### TRY IT
In the reply, include exactly the lines of the entries below from the first to the line with "ground in the photo above.", that line included.

* * * * * * *

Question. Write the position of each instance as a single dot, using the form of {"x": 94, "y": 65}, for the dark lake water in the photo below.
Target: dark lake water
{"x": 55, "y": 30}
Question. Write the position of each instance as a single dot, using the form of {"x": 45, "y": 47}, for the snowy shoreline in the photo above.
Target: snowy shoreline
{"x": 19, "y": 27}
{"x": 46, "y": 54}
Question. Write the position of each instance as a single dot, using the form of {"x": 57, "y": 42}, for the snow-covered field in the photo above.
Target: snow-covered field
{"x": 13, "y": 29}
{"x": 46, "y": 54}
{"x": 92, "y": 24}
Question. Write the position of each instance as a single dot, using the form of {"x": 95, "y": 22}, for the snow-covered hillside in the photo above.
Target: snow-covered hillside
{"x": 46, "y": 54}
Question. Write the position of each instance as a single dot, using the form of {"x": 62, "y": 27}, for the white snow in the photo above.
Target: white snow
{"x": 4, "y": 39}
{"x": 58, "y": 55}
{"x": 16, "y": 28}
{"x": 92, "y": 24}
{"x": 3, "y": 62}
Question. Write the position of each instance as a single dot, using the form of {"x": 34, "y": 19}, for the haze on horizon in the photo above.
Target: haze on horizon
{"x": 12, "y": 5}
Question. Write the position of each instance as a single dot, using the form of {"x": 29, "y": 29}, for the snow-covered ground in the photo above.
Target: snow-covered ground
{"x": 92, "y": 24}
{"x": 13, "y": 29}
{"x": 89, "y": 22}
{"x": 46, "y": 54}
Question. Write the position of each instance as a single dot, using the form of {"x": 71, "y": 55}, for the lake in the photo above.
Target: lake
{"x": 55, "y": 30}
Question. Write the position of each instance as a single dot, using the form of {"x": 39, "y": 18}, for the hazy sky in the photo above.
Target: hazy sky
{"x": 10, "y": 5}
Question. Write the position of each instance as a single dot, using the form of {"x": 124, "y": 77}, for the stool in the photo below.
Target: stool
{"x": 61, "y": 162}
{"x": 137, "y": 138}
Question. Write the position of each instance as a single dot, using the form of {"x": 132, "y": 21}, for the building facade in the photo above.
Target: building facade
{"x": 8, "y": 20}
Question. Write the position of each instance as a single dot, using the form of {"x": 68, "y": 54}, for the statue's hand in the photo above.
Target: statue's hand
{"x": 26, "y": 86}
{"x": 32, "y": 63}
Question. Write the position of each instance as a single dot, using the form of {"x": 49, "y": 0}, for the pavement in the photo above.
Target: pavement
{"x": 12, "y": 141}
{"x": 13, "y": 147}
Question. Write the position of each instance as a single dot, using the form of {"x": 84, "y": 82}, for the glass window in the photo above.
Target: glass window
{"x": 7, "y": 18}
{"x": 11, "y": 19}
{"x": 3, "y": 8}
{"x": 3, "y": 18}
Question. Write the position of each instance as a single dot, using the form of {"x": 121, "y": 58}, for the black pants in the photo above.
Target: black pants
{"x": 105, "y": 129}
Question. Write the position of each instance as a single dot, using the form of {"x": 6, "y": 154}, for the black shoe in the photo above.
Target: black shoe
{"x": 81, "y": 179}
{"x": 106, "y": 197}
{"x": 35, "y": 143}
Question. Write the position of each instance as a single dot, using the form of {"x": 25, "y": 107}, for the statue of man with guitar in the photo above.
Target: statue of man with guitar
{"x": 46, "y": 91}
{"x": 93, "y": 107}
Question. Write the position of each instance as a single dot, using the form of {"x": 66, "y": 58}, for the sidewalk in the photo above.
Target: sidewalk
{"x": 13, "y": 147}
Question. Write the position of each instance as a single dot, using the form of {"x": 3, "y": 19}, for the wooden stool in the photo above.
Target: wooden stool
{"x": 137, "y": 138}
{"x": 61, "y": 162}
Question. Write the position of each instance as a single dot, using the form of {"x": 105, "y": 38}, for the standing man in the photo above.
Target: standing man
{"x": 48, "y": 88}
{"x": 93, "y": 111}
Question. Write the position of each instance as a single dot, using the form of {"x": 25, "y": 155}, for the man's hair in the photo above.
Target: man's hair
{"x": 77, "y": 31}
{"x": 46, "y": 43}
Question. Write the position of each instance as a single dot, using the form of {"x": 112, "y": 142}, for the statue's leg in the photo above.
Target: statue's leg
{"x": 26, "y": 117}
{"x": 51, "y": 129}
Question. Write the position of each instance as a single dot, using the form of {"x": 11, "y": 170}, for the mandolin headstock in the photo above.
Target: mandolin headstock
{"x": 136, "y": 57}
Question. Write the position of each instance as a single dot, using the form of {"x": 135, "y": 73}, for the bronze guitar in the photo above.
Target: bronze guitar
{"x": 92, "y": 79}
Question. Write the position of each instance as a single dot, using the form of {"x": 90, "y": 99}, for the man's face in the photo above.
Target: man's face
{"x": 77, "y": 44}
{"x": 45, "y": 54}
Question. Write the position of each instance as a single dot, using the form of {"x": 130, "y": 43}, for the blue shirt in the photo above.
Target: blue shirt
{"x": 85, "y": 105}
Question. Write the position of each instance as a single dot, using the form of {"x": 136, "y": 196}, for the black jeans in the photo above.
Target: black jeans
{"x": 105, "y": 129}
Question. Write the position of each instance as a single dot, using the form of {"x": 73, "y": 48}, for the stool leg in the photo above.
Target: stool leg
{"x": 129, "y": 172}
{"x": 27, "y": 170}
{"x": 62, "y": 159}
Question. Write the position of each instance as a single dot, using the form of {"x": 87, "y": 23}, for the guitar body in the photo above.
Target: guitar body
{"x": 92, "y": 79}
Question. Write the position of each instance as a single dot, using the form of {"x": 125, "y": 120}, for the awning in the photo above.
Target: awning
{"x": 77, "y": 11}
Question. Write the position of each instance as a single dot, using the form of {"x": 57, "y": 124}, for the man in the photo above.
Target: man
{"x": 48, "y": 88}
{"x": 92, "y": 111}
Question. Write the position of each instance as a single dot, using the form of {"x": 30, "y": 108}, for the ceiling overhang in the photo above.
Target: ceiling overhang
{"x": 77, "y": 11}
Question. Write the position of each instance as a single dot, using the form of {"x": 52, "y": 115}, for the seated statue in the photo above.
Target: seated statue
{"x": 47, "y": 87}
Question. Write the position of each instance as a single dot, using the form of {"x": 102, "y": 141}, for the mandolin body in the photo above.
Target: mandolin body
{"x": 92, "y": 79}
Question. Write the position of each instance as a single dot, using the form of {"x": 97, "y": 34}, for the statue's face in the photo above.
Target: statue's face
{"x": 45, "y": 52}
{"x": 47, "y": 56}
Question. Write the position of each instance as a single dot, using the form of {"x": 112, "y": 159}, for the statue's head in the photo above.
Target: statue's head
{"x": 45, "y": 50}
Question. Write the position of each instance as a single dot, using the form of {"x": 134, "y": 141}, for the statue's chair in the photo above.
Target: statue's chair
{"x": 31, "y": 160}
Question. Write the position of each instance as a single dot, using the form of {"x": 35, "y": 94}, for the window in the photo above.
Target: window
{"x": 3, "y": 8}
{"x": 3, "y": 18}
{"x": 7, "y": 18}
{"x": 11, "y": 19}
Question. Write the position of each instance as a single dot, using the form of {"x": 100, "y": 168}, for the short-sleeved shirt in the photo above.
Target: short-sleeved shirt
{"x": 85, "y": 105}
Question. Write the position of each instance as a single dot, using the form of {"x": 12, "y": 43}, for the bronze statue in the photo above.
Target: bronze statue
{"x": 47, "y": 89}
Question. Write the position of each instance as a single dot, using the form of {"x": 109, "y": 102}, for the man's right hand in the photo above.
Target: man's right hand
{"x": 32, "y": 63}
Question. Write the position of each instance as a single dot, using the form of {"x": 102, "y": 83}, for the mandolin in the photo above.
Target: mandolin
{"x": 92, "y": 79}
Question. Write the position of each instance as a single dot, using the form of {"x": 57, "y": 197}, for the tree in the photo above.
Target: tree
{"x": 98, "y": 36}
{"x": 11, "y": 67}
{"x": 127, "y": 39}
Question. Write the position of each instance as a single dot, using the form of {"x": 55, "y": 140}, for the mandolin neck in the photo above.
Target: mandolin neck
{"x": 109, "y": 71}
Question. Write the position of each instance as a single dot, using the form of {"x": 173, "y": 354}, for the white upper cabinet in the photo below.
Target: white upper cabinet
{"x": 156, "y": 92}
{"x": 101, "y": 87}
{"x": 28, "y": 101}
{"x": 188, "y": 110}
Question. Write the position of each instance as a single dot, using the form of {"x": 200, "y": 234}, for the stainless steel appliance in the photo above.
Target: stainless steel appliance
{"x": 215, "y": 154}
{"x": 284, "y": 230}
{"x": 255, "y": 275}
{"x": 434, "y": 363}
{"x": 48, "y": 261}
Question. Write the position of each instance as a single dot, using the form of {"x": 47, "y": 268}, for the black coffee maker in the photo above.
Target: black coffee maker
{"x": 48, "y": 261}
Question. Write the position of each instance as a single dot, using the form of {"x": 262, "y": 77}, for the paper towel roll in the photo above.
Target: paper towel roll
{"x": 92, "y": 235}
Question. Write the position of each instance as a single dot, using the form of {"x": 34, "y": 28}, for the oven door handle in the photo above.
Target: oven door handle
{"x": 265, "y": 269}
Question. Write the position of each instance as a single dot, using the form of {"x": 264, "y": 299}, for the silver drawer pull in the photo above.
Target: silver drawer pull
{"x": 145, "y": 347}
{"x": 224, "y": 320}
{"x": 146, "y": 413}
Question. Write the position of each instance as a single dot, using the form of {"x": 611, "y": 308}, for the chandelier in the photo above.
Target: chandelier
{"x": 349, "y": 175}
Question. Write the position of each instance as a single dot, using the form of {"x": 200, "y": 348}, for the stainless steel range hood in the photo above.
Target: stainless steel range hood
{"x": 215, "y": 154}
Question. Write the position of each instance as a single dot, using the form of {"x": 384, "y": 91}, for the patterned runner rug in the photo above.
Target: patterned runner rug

* * * * * * *

### RESPONSE BOX
Question. Write the position of each instance as a single dot, using the form of {"x": 94, "y": 65}, for the dark lake water in the photo below.
Target: dark lake water
{"x": 55, "y": 30}
Question. Write the position of each instance as a single dot, using the form of {"x": 45, "y": 47}, for the snowy shoreline in the photo above.
Target: snowy shoreline
{"x": 19, "y": 27}
{"x": 46, "y": 54}
Question. Write the position of each instance as a single dot, using the form of {"x": 57, "y": 42}, for the snow-covered field in the photo above.
Target: snow-covered field
{"x": 13, "y": 29}
{"x": 46, "y": 54}
{"x": 92, "y": 24}
Question. Write the position of each instance as a single dot, using the form of {"x": 95, "y": 22}, for the snow-covered hillside in the photo above.
Target: snow-covered hillside
{"x": 46, "y": 54}
Question. Write the position of each instance as a single dot, using the form of {"x": 62, "y": 27}, for the white snow in the photo above.
Target: white snow
{"x": 4, "y": 39}
{"x": 58, "y": 55}
{"x": 16, "y": 28}
{"x": 92, "y": 24}
{"x": 3, "y": 62}
Question. Write the position of each instance as a single dot, using the form of {"x": 34, "y": 19}, for the haze on horizon in the photo above.
Target: haze on horizon
{"x": 12, "y": 5}
Question. Write the position of each instance as a single dot, using the form of {"x": 29, "y": 29}, for the snow-covered ground in the photo above.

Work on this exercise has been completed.